Requirement: Copy out word for word the lines of the data below, starting at the line that contains "any wet sand" and stopping after the line that contains "78;134;141;144".

— start —

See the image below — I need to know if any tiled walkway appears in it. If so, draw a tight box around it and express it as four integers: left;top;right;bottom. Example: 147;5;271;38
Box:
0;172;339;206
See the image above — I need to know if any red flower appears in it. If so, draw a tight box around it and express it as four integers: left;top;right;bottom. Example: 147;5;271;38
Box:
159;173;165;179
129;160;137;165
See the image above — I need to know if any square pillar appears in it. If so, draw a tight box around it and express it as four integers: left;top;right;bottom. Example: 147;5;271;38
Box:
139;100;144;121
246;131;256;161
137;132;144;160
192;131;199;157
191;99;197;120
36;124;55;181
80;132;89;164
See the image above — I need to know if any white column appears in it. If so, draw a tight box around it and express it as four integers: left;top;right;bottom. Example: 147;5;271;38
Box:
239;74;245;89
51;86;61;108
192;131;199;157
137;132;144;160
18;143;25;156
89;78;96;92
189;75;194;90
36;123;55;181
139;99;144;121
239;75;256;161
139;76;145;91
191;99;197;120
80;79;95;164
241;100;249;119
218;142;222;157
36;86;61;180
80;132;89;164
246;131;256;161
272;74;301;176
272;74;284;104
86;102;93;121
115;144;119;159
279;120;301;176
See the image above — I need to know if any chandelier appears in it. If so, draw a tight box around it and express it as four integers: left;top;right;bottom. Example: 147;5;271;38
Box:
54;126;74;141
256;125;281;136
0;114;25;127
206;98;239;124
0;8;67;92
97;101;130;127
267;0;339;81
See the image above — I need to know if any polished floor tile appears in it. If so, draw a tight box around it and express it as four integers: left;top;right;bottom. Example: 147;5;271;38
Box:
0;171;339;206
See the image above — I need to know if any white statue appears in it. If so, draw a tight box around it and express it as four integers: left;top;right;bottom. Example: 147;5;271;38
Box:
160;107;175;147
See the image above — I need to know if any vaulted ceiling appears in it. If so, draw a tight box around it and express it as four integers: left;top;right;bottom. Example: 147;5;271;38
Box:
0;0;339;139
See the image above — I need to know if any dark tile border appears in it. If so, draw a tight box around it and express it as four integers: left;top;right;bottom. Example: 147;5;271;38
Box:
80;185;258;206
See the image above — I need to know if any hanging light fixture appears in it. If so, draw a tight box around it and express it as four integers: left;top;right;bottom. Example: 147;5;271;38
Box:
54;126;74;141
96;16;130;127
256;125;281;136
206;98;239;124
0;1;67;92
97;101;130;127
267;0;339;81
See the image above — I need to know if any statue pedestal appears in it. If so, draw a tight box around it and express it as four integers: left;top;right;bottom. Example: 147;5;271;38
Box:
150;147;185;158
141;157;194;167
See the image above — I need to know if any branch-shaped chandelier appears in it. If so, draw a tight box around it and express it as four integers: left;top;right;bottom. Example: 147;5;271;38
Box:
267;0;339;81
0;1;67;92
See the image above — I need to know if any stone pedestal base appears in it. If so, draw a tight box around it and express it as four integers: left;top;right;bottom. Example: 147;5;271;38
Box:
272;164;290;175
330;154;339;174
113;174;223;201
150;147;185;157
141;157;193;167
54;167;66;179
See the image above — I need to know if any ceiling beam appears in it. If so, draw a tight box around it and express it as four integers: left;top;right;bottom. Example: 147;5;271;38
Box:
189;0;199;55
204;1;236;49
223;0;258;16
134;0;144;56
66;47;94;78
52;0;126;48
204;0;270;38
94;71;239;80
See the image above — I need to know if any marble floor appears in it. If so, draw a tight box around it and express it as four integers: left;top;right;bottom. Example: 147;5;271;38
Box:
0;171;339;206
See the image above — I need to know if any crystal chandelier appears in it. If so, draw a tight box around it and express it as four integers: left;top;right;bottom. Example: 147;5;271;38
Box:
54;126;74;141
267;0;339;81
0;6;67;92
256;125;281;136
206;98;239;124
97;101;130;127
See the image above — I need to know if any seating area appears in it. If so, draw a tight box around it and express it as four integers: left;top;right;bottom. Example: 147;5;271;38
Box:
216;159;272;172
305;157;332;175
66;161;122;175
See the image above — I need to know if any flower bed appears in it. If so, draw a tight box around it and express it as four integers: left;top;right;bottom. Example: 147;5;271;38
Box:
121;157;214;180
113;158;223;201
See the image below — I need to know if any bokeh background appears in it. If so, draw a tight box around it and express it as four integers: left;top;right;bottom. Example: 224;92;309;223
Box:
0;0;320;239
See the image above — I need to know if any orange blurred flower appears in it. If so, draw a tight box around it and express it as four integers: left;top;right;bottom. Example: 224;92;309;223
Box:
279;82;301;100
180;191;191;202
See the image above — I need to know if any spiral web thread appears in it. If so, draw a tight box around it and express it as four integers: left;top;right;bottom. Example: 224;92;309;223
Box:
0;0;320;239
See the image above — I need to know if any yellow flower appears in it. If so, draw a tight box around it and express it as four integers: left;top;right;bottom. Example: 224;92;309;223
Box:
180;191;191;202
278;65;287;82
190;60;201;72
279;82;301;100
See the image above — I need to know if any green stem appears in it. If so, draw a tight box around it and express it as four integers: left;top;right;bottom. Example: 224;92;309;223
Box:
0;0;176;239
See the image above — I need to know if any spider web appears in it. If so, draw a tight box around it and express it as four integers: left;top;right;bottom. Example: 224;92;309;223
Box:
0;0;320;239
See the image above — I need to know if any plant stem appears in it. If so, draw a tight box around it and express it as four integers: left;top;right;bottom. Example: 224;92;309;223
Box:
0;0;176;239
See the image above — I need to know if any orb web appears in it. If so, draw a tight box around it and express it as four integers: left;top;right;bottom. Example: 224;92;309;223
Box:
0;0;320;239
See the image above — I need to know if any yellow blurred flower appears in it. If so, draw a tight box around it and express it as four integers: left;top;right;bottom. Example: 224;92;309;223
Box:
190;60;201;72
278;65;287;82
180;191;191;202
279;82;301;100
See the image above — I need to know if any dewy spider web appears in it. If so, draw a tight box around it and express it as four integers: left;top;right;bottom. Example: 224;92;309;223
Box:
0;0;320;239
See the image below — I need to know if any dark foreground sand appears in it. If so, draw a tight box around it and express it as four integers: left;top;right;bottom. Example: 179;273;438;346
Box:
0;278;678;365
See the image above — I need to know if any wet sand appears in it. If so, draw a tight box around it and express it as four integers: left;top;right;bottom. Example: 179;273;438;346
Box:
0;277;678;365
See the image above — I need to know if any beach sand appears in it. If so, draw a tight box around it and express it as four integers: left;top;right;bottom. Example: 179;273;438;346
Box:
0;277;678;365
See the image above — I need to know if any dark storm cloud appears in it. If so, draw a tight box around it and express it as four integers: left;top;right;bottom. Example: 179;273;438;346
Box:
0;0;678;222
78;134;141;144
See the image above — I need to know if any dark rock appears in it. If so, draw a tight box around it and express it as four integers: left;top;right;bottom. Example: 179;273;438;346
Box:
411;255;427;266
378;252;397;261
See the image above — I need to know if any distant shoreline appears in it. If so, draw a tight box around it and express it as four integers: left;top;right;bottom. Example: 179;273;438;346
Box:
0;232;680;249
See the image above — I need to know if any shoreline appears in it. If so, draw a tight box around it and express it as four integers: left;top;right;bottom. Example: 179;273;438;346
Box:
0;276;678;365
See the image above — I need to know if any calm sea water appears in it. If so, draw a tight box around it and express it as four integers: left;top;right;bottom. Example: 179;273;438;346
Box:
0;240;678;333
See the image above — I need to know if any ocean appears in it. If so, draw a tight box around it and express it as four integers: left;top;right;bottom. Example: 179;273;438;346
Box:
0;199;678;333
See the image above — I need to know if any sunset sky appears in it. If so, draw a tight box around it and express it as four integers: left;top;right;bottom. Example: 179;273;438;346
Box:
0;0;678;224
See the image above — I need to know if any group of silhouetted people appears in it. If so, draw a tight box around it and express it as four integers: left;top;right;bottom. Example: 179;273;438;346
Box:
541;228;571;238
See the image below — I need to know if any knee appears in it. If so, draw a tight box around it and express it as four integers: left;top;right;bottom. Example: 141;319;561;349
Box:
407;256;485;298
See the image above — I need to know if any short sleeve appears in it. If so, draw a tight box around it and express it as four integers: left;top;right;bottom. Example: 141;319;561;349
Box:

— end —

Answer for the task:
See the image above — I need to know if any wet sand appears in it. If so, draw a tight box around it and express it as four integers: left;top;right;bottom. Example: 179;273;438;346
Box:
0;277;678;365
See the image above — I need to know if any beach sand appears in it. If so, draw a tight box around it and express it as four integers: left;top;right;bottom. Example: 179;273;438;346
Box:
0;277;678;365
See the image above — I need to know if any dark storm cloud appears in it. If so, draw a tight box around it and express it as four integers: left;top;right;bottom. Example: 179;273;438;346
Box:
0;0;678;222
78;134;141;144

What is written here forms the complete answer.